TASK TO COMPLETE: Read through the lines below for the string "instance" and copy each one that has it.

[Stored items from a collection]

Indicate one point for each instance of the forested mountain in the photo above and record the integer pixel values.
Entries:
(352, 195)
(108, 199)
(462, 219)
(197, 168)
...
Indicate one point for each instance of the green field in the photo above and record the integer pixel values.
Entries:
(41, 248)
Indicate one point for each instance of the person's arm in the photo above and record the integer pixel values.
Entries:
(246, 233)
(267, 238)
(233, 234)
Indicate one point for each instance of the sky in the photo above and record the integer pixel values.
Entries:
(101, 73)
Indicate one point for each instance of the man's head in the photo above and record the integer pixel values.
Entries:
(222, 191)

SOLUTION TO THE PROBLEM:
Indicate one point for each instance of the forested mountain in the photo above and record the integer pixel values.
Indicate one point for each instance of the green field in the photo above and record the integer pixel values.
Indicate one point for each instance of the person's arm in the photo above and record the integer pixel values.
Indicate one point for each instance of the sky in the photo above and record the integer pixel values.
Indicate one point for each instance of the man's head in the photo above and record the integer pixel values.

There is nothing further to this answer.